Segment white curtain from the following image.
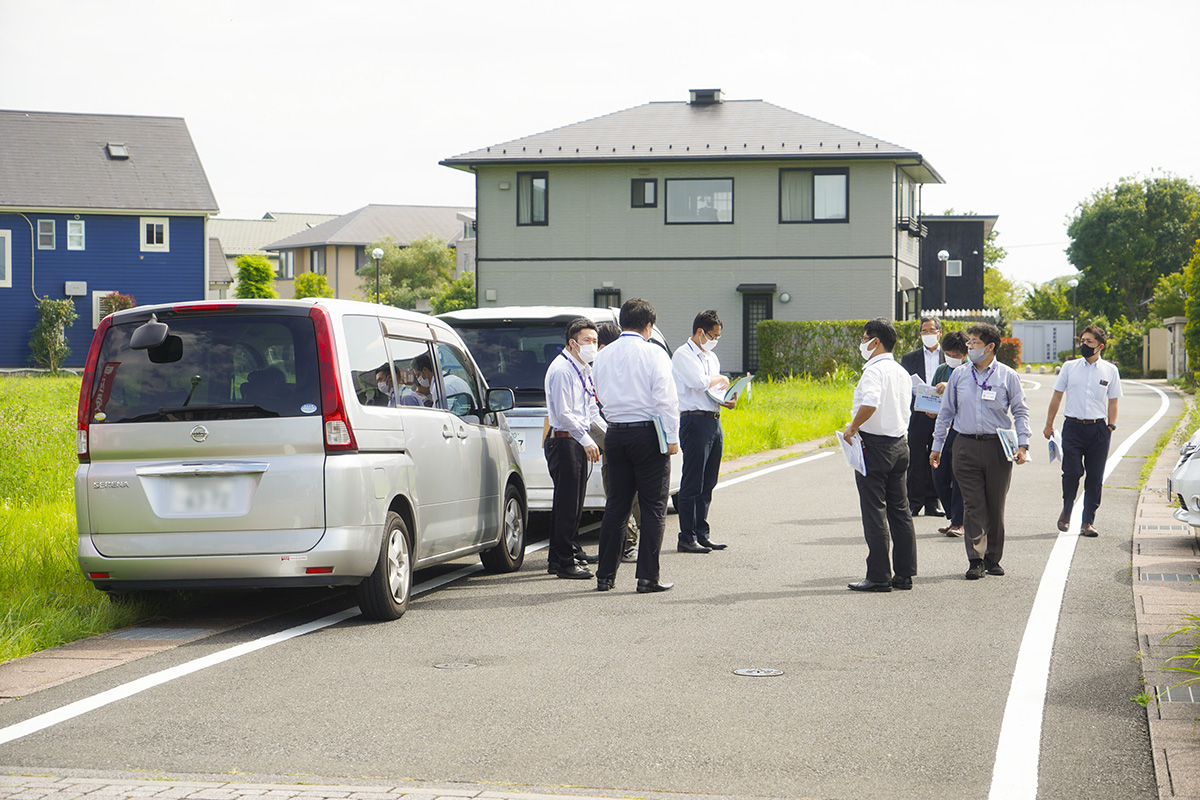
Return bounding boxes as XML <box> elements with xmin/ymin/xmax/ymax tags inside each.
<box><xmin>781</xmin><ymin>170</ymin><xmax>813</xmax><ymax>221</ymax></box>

==============================

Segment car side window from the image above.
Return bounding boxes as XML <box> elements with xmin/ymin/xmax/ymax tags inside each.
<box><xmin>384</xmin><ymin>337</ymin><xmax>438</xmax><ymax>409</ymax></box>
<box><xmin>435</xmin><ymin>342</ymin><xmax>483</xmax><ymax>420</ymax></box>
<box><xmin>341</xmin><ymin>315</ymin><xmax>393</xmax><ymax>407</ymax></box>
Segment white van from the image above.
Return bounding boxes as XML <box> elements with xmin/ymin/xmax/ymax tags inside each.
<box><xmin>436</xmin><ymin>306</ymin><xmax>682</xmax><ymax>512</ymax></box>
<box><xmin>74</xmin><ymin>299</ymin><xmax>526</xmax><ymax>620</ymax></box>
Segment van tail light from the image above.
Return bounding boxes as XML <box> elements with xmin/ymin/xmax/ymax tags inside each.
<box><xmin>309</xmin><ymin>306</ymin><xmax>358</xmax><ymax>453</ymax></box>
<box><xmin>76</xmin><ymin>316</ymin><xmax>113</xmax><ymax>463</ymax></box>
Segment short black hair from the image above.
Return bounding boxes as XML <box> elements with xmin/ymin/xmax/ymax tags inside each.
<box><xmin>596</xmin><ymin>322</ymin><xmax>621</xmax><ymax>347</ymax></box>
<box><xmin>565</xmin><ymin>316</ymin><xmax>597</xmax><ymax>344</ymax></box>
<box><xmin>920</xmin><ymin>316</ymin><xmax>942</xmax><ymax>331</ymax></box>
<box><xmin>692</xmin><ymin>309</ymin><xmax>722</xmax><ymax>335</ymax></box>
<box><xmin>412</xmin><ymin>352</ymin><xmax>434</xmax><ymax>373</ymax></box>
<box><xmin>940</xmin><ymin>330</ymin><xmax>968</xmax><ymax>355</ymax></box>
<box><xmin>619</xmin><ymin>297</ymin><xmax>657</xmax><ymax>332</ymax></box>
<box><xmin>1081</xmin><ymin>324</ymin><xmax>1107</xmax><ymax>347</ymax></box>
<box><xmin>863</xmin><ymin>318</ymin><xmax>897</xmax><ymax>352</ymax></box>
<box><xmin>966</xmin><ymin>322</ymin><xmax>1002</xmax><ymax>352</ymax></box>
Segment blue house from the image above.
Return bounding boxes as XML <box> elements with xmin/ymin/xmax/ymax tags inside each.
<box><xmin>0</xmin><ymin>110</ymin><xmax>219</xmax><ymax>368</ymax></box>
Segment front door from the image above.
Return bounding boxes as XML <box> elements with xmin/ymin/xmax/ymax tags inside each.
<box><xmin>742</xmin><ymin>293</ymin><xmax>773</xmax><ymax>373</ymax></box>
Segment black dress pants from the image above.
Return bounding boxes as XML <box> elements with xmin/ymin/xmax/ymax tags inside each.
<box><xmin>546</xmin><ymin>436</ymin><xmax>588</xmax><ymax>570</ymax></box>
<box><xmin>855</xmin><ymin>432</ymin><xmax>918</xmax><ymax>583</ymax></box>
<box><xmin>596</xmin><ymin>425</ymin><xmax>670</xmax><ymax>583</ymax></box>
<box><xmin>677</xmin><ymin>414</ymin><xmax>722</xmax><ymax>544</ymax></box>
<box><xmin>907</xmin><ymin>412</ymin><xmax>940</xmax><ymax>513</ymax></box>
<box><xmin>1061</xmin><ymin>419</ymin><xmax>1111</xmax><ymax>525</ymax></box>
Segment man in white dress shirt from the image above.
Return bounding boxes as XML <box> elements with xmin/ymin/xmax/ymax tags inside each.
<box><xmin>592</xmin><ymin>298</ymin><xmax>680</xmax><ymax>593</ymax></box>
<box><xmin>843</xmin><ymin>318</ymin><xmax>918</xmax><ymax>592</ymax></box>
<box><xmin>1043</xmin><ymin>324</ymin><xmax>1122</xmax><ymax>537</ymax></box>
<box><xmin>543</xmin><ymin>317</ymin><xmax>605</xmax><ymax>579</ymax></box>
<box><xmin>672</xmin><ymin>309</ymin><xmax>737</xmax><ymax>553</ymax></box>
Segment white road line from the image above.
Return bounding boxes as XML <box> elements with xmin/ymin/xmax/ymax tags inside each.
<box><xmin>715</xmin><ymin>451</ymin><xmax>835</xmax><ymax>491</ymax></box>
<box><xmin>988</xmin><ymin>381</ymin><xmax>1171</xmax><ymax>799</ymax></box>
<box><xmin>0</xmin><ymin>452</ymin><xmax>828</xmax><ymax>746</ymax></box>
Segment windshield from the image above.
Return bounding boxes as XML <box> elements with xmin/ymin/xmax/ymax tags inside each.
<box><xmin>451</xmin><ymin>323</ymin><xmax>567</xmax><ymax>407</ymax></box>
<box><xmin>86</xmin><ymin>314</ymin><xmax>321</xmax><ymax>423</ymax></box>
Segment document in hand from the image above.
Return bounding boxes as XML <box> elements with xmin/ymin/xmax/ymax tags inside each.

==============================

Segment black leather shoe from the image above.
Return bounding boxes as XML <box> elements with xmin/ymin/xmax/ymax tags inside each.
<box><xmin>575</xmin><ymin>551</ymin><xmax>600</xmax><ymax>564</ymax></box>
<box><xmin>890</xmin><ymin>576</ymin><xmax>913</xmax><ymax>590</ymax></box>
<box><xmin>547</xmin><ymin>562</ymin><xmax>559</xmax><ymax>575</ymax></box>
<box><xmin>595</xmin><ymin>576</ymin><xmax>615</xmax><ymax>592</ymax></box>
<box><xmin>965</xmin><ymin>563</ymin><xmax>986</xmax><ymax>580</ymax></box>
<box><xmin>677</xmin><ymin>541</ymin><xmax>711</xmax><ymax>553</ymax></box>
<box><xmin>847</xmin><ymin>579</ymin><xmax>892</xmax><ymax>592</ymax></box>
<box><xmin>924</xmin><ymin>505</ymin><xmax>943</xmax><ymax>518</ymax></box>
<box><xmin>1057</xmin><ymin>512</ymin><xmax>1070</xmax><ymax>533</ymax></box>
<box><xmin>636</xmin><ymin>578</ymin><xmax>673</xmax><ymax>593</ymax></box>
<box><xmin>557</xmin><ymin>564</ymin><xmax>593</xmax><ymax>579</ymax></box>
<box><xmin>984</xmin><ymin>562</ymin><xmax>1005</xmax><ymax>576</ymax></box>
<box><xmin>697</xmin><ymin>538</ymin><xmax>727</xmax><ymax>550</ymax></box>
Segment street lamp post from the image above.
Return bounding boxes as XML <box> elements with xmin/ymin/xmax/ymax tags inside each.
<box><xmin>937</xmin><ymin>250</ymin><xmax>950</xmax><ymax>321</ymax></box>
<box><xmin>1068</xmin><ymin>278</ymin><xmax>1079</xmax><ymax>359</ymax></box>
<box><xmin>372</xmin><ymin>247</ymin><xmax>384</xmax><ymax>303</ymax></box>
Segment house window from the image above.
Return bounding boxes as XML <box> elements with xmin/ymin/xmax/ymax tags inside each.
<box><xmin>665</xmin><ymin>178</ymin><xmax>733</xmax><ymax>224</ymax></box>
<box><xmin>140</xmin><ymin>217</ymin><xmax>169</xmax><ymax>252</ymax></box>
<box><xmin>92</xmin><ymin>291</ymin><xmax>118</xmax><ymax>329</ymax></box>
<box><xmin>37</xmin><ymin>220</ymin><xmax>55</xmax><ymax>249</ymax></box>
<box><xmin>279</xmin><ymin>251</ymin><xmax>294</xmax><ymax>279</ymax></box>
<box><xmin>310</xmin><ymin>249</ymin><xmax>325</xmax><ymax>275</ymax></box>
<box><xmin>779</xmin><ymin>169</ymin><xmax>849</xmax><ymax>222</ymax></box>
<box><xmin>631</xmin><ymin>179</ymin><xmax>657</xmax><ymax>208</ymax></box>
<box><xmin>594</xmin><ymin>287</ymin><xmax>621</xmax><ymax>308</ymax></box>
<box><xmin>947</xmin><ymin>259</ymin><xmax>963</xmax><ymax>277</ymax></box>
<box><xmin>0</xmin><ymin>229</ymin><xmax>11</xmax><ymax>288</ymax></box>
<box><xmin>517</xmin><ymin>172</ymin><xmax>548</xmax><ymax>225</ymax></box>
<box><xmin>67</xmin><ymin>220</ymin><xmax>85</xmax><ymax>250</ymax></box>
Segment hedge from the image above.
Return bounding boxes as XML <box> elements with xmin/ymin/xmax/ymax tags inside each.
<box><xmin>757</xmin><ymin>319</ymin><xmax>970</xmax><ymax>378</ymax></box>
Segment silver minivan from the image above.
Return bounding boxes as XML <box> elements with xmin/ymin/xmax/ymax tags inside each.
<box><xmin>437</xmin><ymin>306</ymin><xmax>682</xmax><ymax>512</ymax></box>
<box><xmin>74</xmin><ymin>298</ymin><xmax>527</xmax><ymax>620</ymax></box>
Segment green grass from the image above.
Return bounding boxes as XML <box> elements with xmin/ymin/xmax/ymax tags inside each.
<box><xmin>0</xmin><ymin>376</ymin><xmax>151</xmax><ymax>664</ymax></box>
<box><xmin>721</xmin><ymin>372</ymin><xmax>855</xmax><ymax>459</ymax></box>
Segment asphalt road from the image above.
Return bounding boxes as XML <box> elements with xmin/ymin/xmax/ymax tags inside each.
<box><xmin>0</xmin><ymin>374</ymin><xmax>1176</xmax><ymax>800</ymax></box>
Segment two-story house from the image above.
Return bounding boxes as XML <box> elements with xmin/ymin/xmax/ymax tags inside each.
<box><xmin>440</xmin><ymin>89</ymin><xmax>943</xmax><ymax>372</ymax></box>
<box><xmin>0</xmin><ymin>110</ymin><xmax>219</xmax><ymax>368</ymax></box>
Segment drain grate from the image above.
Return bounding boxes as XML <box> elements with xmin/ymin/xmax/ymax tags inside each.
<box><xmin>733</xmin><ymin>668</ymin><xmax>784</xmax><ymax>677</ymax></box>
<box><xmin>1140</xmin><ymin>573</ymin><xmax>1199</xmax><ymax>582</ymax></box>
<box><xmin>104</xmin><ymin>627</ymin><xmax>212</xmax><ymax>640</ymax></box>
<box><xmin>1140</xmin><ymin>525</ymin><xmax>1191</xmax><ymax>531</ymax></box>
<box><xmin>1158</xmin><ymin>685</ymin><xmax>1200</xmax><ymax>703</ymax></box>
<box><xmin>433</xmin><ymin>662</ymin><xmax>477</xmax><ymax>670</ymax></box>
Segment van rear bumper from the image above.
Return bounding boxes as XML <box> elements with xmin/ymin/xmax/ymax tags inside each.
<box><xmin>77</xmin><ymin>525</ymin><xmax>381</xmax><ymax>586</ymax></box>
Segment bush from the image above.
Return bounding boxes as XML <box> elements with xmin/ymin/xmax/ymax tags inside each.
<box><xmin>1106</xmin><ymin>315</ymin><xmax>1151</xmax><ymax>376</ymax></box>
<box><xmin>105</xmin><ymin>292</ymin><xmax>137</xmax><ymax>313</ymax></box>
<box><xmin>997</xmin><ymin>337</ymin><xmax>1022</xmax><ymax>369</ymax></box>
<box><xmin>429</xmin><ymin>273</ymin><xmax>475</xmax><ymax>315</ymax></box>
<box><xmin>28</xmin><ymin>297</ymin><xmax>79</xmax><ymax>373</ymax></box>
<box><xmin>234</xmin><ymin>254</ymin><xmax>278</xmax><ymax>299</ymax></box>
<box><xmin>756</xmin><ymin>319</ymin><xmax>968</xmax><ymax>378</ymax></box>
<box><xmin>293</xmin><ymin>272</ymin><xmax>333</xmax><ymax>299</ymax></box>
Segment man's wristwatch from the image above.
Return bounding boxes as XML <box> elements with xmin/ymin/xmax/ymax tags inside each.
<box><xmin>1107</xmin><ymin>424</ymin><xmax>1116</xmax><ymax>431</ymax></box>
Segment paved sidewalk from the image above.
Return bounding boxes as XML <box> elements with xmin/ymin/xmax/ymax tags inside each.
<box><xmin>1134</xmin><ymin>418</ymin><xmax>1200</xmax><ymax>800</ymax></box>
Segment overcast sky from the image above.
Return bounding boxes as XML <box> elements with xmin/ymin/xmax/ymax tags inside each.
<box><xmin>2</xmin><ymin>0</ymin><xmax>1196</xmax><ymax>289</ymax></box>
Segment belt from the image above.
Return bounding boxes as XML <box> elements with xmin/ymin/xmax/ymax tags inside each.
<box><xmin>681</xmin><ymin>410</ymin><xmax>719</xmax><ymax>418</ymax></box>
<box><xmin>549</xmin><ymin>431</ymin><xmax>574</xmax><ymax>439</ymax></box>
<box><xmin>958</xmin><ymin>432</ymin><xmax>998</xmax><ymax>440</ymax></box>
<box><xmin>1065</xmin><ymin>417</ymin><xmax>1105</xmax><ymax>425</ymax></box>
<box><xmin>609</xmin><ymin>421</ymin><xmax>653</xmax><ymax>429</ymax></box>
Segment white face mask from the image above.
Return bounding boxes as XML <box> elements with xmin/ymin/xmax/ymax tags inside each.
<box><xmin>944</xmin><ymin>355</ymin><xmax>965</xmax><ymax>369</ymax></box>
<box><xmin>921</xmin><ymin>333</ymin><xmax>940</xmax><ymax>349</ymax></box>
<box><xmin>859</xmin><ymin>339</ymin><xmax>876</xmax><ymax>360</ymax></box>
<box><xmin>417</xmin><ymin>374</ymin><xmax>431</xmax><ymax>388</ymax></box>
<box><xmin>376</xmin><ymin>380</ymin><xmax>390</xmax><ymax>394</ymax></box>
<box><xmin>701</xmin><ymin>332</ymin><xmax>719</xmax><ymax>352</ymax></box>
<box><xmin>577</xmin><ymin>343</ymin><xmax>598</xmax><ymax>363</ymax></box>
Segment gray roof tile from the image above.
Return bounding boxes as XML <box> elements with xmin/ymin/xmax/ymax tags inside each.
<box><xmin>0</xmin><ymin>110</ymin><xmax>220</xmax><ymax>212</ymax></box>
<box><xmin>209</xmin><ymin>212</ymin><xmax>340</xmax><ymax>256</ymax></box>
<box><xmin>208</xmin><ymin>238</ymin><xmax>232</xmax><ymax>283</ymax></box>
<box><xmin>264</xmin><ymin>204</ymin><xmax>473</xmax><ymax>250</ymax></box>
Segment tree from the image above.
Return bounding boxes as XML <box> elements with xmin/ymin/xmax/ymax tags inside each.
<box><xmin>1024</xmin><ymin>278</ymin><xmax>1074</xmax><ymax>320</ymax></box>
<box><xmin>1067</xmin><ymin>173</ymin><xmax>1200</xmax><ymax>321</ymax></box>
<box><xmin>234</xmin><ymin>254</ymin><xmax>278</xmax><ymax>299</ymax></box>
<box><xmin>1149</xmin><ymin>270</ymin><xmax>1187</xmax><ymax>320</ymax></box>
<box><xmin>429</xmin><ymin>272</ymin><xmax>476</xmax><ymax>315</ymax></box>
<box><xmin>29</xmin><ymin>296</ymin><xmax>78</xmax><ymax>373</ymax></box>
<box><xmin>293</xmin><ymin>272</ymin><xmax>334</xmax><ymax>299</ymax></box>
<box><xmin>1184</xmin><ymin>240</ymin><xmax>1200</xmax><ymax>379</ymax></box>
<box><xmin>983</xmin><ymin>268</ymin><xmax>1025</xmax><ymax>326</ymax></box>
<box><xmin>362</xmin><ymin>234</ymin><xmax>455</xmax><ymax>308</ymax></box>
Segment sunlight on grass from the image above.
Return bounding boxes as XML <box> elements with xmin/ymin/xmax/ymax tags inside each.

==============================

Given the records above, return exactly the lines starting at the line containing "Segment white van from the image above." and ending at the line containing "Segment van tail light from the image above.", including both.

> Exercise result
Segment white van from the image above.
Return bounding boxes as XML <box> elements with xmin/ymin/xmax/ymax tags inside each.
<box><xmin>436</xmin><ymin>306</ymin><xmax>682</xmax><ymax>512</ymax></box>
<box><xmin>74</xmin><ymin>299</ymin><xmax>526</xmax><ymax>620</ymax></box>
Segment van tail light from the image above.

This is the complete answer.